AIM:
Can you locate every line in the rows below that contains the word "person" and copy each one out?

DATA PROVIDED:
━━━━━━━━━━━━━━━━━━━━
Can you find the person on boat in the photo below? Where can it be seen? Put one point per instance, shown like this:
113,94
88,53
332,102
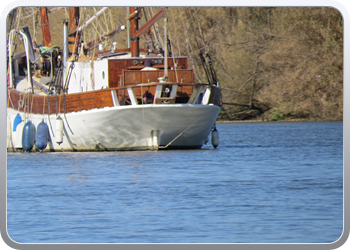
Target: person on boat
147,97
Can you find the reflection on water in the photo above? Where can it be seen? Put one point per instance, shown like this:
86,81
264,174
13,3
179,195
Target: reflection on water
266,182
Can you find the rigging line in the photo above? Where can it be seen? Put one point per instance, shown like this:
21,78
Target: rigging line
143,116
48,114
172,53
64,112
149,33
118,28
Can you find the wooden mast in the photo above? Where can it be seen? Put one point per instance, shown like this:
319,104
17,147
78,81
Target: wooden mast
73,36
45,27
134,26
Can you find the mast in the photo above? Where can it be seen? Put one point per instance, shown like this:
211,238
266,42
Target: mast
45,27
73,36
134,26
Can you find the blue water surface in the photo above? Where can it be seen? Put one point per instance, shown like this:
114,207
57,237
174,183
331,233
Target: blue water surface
265,183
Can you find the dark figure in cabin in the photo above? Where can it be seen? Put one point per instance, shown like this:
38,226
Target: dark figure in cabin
147,97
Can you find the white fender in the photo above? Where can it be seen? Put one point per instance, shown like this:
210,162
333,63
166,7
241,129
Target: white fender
19,134
59,130
215,138
9,131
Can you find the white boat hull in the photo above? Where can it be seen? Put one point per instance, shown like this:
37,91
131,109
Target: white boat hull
138,127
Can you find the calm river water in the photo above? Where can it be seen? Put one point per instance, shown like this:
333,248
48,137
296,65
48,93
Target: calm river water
265,183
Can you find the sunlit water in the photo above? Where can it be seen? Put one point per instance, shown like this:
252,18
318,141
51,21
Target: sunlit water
265,183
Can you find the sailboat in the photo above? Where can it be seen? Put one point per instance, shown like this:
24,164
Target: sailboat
115,99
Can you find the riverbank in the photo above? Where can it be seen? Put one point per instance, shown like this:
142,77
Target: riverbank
286,120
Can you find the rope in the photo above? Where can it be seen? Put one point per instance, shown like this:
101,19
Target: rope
9,92
143,117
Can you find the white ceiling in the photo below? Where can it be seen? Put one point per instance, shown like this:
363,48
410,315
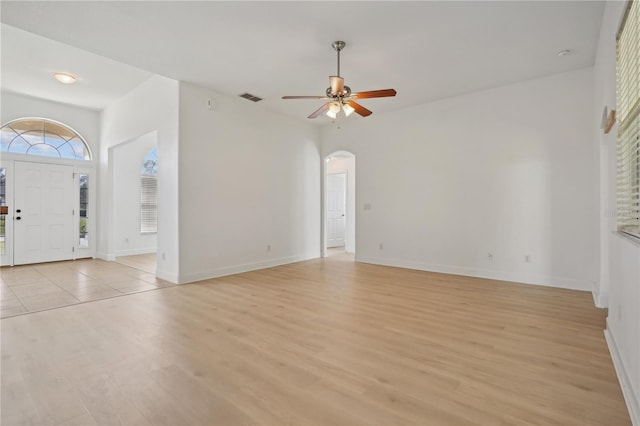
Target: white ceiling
425,50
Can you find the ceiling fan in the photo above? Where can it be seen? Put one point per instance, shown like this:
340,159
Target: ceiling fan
341,97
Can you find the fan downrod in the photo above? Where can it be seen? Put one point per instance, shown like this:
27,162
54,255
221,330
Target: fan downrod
338,45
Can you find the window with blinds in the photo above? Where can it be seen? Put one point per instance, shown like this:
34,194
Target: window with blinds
149,193
628,115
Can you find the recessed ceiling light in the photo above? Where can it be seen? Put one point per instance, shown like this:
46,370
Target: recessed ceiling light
65,78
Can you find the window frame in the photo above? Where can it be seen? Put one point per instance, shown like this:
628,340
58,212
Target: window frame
628,117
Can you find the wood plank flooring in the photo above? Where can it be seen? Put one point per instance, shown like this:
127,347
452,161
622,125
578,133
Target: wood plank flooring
322,342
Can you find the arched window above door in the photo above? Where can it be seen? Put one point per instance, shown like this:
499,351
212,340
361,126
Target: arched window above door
43,137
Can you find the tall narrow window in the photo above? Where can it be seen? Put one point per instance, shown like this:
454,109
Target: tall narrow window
628,114
3,202
149,193
84,207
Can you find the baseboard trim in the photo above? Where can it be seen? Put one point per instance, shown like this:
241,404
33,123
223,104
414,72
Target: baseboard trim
135,252
630,396
106,256
167,276
245,267
566,283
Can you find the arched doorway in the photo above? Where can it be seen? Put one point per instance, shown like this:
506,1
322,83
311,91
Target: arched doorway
339,211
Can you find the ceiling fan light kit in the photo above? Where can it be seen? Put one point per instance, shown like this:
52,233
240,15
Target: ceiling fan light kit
340,96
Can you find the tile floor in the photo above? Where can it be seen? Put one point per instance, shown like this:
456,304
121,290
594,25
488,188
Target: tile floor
31,288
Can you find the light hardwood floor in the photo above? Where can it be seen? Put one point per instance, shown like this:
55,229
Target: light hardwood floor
322,342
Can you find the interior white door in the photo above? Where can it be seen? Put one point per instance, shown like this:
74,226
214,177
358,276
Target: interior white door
336,209
43,213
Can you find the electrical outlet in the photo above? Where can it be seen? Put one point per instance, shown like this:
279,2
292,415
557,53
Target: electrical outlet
619,313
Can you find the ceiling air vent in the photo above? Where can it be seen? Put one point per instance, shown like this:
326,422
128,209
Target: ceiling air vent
250,97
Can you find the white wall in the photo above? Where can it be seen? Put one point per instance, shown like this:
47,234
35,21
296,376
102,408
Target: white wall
619,286
127,161
84,121
249,179
507,171
347,165
151,107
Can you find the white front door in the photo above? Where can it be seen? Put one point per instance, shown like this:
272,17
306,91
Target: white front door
43,212
336,203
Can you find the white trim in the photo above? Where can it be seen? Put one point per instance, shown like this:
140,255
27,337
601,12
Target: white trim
106,256
134,252
238,269
84,141
547,281
626,384
167,276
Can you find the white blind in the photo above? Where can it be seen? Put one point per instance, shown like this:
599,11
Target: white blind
148,204
628,115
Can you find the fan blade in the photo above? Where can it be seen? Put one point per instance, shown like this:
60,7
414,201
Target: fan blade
322,110
337,84
374,94
359,109
304,97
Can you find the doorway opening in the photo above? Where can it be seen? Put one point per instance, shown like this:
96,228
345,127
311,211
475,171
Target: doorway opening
339,235
134,179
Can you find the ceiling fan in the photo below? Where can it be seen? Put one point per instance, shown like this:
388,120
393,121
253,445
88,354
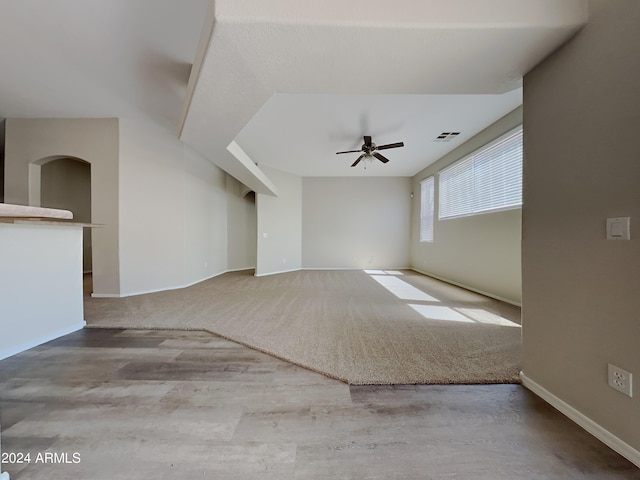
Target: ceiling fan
370,149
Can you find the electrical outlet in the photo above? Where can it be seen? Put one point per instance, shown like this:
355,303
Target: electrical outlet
621,380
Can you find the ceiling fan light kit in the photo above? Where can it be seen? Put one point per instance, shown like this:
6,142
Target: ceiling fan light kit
369,151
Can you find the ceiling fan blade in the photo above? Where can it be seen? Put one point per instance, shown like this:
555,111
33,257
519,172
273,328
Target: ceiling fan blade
358,160
390,145
380,157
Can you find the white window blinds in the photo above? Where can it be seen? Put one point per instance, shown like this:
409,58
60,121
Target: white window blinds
489,179
426,209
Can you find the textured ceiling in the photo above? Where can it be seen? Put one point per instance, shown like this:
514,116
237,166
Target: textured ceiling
292,82
98,58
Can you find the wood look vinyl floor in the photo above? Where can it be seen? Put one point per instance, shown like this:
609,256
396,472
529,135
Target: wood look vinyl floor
160,404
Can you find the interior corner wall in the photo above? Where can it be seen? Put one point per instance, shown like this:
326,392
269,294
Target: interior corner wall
241,226
173,212
355,222
2,125
279,225
93,140
480,252
580,291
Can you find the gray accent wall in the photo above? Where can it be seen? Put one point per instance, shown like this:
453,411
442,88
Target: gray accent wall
581,307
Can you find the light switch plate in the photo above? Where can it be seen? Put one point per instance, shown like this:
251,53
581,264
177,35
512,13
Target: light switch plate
618,228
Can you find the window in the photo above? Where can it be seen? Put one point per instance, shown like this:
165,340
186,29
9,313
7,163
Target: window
426,209
488,180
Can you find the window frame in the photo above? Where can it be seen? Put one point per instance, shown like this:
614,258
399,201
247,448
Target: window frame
427,209
473,195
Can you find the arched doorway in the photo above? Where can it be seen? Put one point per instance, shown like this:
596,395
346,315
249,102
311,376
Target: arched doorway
65,182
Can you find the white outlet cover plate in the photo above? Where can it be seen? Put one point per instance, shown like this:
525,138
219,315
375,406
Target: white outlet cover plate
618,228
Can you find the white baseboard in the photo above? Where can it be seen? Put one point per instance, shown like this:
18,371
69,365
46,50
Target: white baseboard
178,287
467,287
605,436
275,273
34,342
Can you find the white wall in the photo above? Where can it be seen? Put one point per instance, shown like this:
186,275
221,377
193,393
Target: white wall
32,141
40,284
480,252
580,292
65,184
173,212
356,222
280,225
241,226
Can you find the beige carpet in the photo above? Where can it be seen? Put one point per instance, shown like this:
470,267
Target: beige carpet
358,327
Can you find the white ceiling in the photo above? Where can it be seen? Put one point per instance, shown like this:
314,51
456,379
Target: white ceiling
98,58
283,83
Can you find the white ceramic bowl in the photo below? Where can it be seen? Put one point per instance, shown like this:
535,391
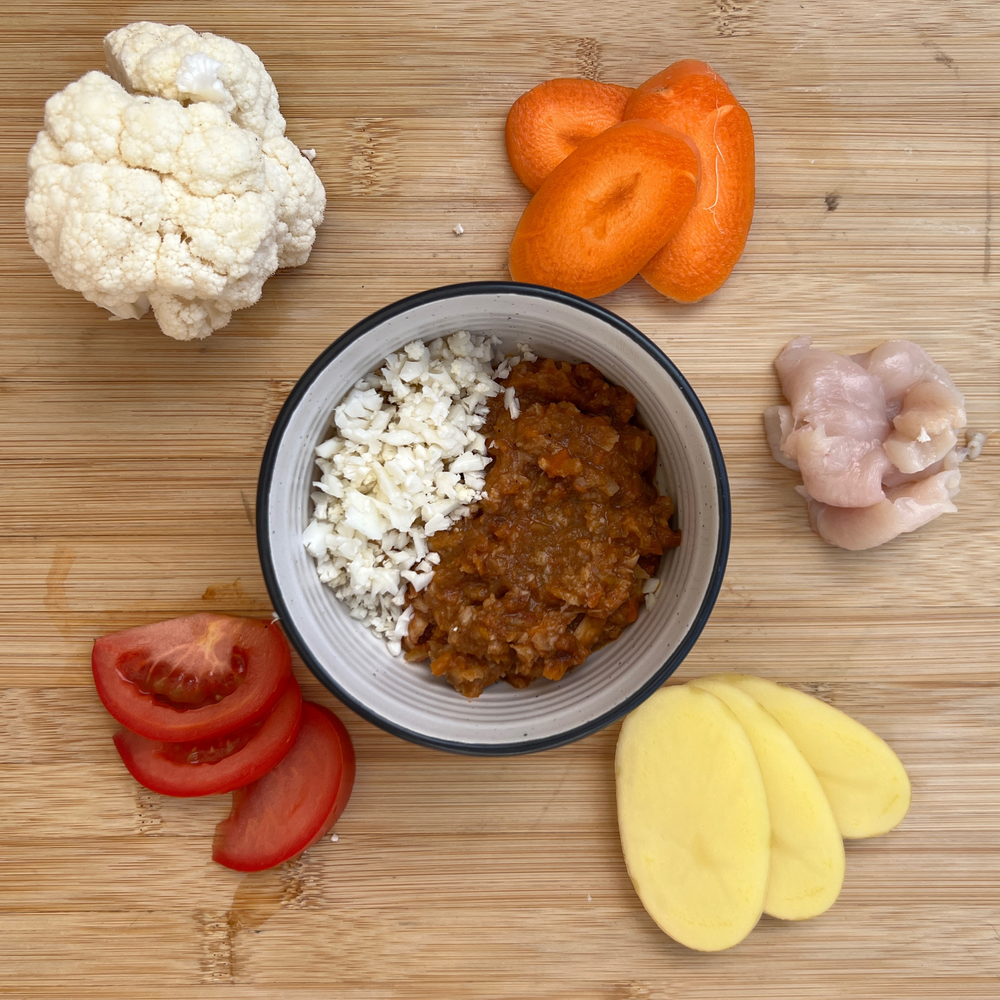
━━━━━━━━━━━━━━━━━━━━
ANSWER TO THIS TASK:
Can you find the person on boat in the photo below? Where can it be seen? Put one point per instance, shown like this:
Target: person on boat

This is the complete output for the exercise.